▸ SHORT PROBLEM 1: List every risk management strategy the Oracle commentary offers to someone worried about a corrupted block reaching the DR site.
▸ SHORT PROBLEM 2: Please print the Oracle commentary from "CLARIFICATION ON DATA" to "at the time.", copying it word for word.

Ok, I totally get that. But that is not RAC interconnect latency over 5 ms causing any of Oracle’s four eviction mechanisms to induce RAC instance evictions. I said if memory serves, Oracle came up with the 5 ms latency requirement when co-engineering stretch RAC with EMC Corporation. I’ve been told about WAN simulation tooling tests that artificially induced RAC interconnect latencies as high as 100ms without Clusterware RAC instance evictions. That doesn’t surprise me at all. In single instance Oracle, the OLTP performance rate-limiter is ultimately redo log write performance. In OLTP RAC, the ultimate performance rate-limiter becomes RAC interconnect performance. It stands to reason Oracle would require very conservative interconnect latency numbers as a matter of policy to prevent RAC from delivering poor downstream performance.

CLARIFICATION ON ASM CPU OVERHEAD
Sudhir had said ASM has a CPU cost due to its own managing of the mirror. I noted to Marlin Oracle’s best practice for ASM is “External Redundancy” meaning the SAN deals with mirroring. When configured as such, ASM becomes a raw device mapper. The ASM instance idles with negligible CPU overhead and only comes alive for load balancing the storage stripes as often as a storage device is added or deleted. ASM’s “Normal Redundancy” setting was put in the product for the benefit of lower-end configurations to bring the server’s internal disk into disk groups.

CLARIFICATION ON DATA GUARD AND BLOCK CORRUPTION
At the end of the session, Marlin used a single sentence advocating the use of Oracle Data Guard to avoid corruption to the Oracle database. I heard my good professional friend Don Sullivan make the same argument in a session a couple years ago. Don and I debated the issue at the time.

Two facts exist: 1. House of Brick used to do Data Guard implementations for the majority of our Oracle customers ten years ago. 2. House of Brick is rarely asked to do Data Guard implementations today. Yet our customers enjoy far more DR coverage by workload count and as a percentage of the workload stack coverage than ever before. That is because more enterprises are leveraging array or host replication at a lower layer of the stack. When combined with the VMware virtual shroud around the workload, this can rocket DR’s reliability to close to 100% and that without the human expense, typo and timely synchronization risks associated with technicians running around with clipboards. That level of DR reliability was manifestly impossible in native hardware environments with Data Guard protecting the database transaction vectors only. Furthermore, there is the potential for Oracle license savings depending on how DR testing is architected.

Replication products can and should be configured to do CRC block checking on the standby end. Despite that, yes, there is still the very remote possibility that a block could be transmitted to the DR site with logical internal corruption that Oracle Data Guard would detect and replication wouldn’t. (I’ve never heard of such an occurrence out of our customer base.) Should someone be worried about it, they could leverage any number of risk management strategies:

  • Simulcast both array replication with its more robust and more reliable DR, and Data Guard
  • Upon switchover trial or actual switchover, allow RMAN level zero actual or VALIDATE backup to log the block in the alert log and/or V$DATABASE_BLOCK_CORRUPTION
  • Use RMAN RECOVER BLOCK to repair as needed. Block repair’s been available since the days of Oracle 8.

▸ RAW RECORDS:
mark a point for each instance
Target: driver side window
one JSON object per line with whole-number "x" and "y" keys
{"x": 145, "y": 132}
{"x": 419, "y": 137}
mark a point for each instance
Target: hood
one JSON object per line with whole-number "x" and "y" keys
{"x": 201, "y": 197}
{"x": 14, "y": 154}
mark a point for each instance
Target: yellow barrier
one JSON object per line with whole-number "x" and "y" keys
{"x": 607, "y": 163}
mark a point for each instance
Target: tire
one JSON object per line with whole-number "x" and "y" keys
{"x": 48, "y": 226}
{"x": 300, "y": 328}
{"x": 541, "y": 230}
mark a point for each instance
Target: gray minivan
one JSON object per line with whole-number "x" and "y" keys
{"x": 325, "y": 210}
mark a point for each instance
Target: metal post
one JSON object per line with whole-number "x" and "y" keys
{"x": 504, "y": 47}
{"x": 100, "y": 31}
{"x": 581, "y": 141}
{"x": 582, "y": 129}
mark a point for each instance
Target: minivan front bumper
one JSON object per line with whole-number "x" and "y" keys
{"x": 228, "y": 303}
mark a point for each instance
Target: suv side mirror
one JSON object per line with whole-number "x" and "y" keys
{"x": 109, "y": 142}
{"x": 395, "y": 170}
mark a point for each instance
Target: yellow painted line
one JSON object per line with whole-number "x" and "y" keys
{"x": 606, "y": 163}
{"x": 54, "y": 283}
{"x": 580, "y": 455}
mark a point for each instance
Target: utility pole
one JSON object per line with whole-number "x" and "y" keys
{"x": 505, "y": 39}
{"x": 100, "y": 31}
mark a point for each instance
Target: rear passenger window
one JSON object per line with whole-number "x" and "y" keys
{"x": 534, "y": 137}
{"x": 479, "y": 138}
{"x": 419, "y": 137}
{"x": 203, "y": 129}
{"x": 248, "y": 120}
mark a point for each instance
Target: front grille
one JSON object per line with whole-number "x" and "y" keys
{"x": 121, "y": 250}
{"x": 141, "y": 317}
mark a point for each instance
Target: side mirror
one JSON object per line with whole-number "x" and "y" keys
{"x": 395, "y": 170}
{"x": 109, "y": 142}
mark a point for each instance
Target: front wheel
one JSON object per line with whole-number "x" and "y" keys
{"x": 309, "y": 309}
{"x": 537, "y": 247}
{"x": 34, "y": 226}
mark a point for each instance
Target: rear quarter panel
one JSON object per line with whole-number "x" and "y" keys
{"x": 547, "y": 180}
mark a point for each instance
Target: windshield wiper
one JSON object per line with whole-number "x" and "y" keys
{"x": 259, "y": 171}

▸ TASK OUTPUT 1:
- Simulcast both array replication, with its more robust and more reliable DR, and Data Guard.
- Upon switchover trial or actual switchover, allow an RMAN level zero actual or VALIDATE backup to log the block in the alert log and/or V$DATABASE_BLOCK_CORRUPTION.
- Use RMAN RECOVER BLOCK to repair as needed.

▸ TASK OUTPUT 2:
CLARIFICATION ON DATA GUARD AND BLOCK CORRUPTION
At the end of the session, Marlin used a single sentence advocating the use of Oracle Data Guard to avoid corruption to the Oracle database. I heard my good professional friend Don Sullivan make the same argument in a session a couple years ago. Don and I debated the issue at the time.